Exercise aim> Express the material as a JSON list of strings, one per line, starting at its first line and stopping after the line that has "(1217, 778)". Omit blank lines and leave the pictures out.

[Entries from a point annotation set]
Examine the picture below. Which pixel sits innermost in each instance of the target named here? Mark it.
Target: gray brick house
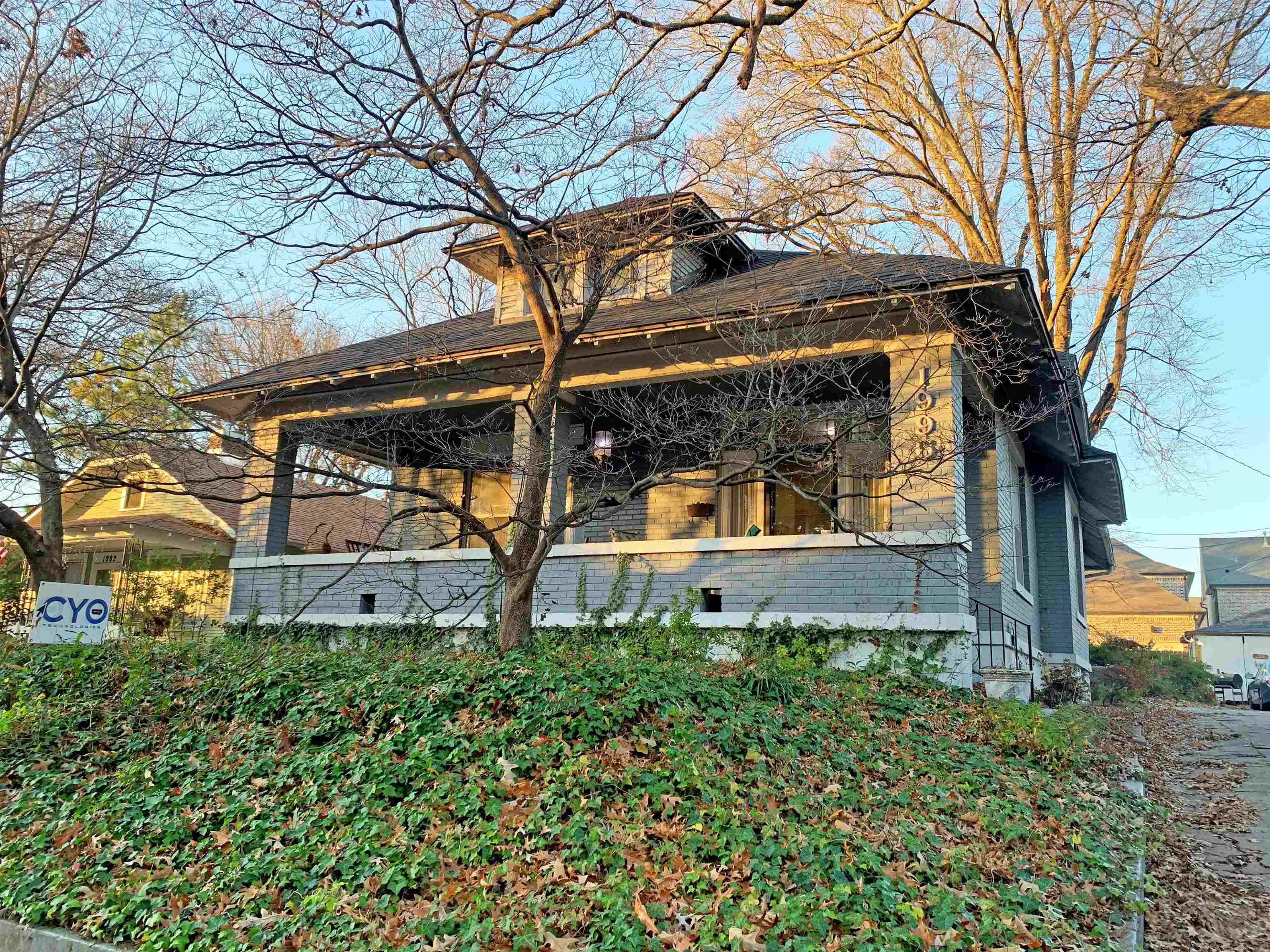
(992, 537)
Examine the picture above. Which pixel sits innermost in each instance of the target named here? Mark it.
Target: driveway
(1217, 778)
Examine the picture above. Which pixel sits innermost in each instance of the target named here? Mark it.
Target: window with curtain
(803, 508)
(488, 497)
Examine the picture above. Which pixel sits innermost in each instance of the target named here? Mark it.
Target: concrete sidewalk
(1244, 740)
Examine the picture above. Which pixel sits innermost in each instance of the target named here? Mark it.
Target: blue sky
(1229, 498)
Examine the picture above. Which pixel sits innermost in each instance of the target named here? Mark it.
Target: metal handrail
(1006, 636)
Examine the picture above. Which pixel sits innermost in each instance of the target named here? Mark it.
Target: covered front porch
(851, 525)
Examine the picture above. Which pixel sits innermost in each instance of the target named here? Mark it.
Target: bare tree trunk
(1194, 108)
(532, 541)
(43, 557)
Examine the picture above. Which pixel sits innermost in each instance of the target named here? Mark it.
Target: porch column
(559, 427)
(263, 522)
(928, 459)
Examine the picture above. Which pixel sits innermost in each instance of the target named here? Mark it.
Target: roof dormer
(634, 250)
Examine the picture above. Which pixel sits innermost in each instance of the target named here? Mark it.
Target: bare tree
(1024, 134)
(87, 188)
(434, 121)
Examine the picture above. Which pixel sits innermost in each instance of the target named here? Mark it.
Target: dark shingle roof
(775, 280)
(1235, 562)
(1255, 624)
(1127, 591)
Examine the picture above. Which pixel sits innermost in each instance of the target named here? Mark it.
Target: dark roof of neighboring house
(1129, 591)
(318, 513)
(776, 278)
(1255, 624)
(1235, 562)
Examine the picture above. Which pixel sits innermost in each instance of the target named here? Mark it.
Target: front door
(75, 568)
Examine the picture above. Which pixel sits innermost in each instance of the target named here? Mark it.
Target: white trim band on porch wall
(867, 621)
(729, 544)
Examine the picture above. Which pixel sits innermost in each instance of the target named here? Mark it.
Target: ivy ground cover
(238, 797)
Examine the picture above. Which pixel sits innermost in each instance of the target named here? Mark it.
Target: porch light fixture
(604, 446)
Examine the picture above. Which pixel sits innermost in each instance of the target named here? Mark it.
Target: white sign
(68, 615)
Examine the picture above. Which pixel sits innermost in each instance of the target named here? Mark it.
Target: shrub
(1140, 671)
(1062, 685)
(1062, 740)
(248, 795)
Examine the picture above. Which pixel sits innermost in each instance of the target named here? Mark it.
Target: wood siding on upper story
(101, 503)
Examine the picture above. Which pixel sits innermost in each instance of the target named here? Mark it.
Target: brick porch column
(263, 522)
(559, 427)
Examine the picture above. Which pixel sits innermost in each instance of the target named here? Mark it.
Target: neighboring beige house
(1235, 583)
(1142, 601)
(184, 505)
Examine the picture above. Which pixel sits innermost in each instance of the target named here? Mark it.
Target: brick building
(991, 540)
(1142, 601)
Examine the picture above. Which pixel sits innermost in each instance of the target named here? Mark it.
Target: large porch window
(804, 507)
(840, 473)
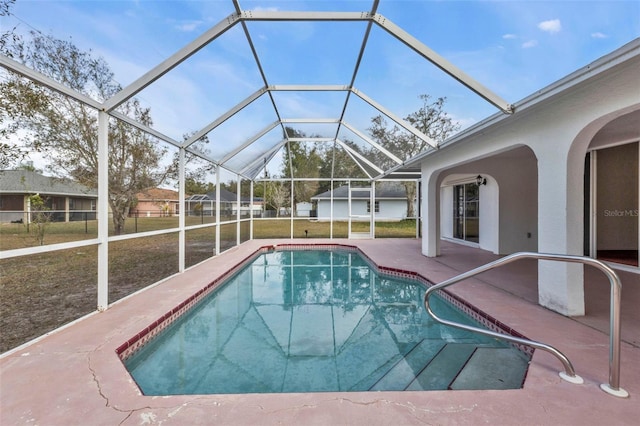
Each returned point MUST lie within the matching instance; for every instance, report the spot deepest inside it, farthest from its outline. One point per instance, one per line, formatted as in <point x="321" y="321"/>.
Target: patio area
<point x="73" y="376"/>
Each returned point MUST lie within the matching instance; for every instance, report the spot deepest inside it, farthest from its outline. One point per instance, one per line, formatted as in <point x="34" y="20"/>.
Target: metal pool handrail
<point x="613" y="387"/>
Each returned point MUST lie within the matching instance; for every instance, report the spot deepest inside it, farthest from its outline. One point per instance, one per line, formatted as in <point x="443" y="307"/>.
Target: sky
<point x="514" y="48"/>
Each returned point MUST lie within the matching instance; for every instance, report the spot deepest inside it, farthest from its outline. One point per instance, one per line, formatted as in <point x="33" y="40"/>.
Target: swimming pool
<point x="314" y="321"/>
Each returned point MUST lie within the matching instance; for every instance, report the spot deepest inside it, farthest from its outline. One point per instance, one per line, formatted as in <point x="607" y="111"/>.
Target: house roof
<point x="158" y="194"/>
<point x="29" y="182"/>
<point x="383" y="192"/>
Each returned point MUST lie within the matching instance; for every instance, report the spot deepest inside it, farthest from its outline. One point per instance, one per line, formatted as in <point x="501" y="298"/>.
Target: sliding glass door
<point x="466" y="212"/>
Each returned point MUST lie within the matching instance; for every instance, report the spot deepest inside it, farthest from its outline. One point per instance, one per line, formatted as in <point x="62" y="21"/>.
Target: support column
<point x="560" y="212"/>
<point x="66" y="209"/>
<point x="238" y="203"/>
<point x="430" y="217"/>
<point x="182" y="240"/>
<point x="217" y="251"/>
<point x="103" y="210"/>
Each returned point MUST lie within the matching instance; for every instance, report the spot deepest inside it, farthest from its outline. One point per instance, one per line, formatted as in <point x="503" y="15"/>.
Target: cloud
<point x="551" y="26"/>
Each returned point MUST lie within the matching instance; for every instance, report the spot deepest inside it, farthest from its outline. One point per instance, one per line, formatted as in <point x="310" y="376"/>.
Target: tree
<point x="430" y="119"/>
<point x="40" y="216"/>
<point x="66" y="131"/>
<point x="302" y="161"/>
<point x="277" y="195"/>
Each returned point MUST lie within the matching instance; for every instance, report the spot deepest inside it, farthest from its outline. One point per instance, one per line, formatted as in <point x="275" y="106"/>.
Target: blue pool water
<point x="313" y="321"/>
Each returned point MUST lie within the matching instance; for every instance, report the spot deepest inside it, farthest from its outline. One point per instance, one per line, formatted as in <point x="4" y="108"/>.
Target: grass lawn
<point x="41" y="292"/>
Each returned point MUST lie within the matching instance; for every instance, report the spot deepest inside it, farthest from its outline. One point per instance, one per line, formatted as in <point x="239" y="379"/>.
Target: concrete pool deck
<point x="73" y="376"/>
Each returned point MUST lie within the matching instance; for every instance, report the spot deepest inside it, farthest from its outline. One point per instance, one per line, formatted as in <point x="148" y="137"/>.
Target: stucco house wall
<point x="534" y="161"/>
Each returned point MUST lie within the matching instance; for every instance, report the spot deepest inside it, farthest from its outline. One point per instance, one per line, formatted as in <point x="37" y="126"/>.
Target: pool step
<point x="456" y="366"/>
<point x="405" y="370"/>
<point x="443" y="369"/>
<point x="492" y="368"/>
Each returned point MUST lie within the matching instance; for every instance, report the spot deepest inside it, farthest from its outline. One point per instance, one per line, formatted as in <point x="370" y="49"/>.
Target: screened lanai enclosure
<point x="270" y="123"/>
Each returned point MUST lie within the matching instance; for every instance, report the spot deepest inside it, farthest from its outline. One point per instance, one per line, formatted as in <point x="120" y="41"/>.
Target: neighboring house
<point x="204" y="204"/>
<point x="390" y="203"/>
<point x="304" y="209"/>
<point x="67" y="200"/>
<point x="156" y="202"/>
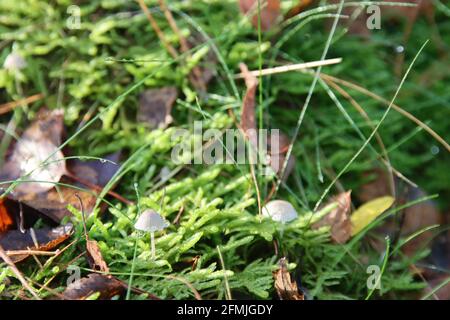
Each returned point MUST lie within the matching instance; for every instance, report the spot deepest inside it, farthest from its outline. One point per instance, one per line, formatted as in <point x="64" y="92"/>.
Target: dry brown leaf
<point x="155" y="107"/>
<point x="338" y="219"/>
<point x="45" y="239"/>
<point x="107" y="286"/>
<point x="270" y="12"/>
<point x="284" y="285"/>
<point x="6" y="220"/>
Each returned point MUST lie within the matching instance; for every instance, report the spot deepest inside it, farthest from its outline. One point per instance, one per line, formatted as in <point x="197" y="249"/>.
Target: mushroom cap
<point x="150" y="221"/>
<point x="14" y="61"/>
<point x="280" y="210"/>
<point x="29" y="155"/>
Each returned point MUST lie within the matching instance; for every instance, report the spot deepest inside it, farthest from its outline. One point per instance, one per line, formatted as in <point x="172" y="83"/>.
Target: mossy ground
<point x="91" y="70"/>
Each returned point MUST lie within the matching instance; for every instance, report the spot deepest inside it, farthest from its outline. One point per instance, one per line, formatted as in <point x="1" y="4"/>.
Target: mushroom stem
<point x="152" y="241"/>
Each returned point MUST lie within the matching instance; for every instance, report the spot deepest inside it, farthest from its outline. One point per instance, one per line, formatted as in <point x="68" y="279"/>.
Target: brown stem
<point x="18" y="274"/>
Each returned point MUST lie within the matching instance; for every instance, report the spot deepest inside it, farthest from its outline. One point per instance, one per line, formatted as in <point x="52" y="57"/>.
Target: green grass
<point x="102" y="68"/>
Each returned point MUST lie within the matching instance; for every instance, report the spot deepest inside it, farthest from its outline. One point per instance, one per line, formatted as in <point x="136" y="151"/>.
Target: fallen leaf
<point x="95" y="256"/>
<point x="106" y="286"/>
<point x="368" y="212"/>
<point x="6" y="220"/>
<point x="44" y="239"/>
<point x="54" y="202"/>
<point x="284" y="285"/>
<point x="270" y="12"/>
<point x="155" y="107"/>
<point x="299" y="7"/>
<point x="338" y="219"/>
<point x="278" y="156"/>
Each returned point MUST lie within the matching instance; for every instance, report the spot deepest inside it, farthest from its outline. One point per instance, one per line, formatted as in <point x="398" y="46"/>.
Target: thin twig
<point x="394" y="106"/>
<point x="291" y="67"/>
<point x="16" y="271"/>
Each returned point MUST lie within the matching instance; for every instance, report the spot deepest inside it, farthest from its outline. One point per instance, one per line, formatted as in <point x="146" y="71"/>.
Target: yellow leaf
<point x="368" y="212"/>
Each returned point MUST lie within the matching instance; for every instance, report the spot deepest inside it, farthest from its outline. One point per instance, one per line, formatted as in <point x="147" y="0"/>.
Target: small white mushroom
<point x="151" y="221"/>
<point x="14" y="61"/>
<point x="280" y="210"/>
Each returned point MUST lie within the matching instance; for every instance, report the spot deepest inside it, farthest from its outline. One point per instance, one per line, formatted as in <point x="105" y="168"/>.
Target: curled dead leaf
<point x="106" y="286"/>
<point x="338" y="219"/>
<point x="45" y="239"/>
<point x="286" y="288"/>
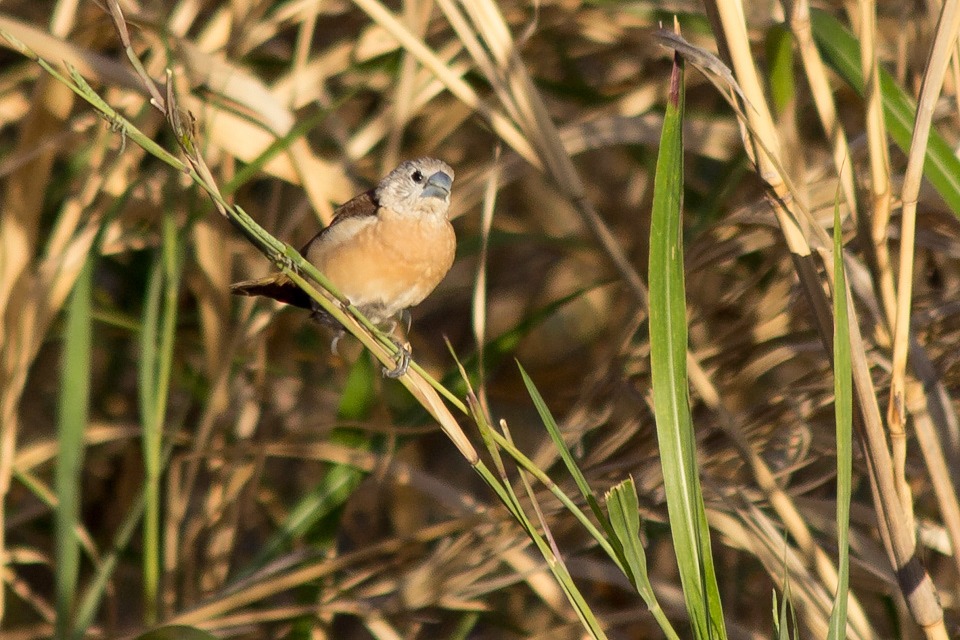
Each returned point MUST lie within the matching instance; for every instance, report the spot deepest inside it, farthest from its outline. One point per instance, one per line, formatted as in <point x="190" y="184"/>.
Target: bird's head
<point x="417" y="186"/>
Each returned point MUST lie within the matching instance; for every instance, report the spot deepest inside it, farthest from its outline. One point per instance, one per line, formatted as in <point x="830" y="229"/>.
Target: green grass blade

Complete output>
[
  "Examine the picture below. Which pixel sits innermost in each instance of the target named here? Mark it.",
  "Target: gray brick house",
  "(992, 537)",
  "Examine the picture above. Which pixel sits innermost in each instance of the target named here? Mark it.",
  "Target: driveway",
  "(1217, 778)"
]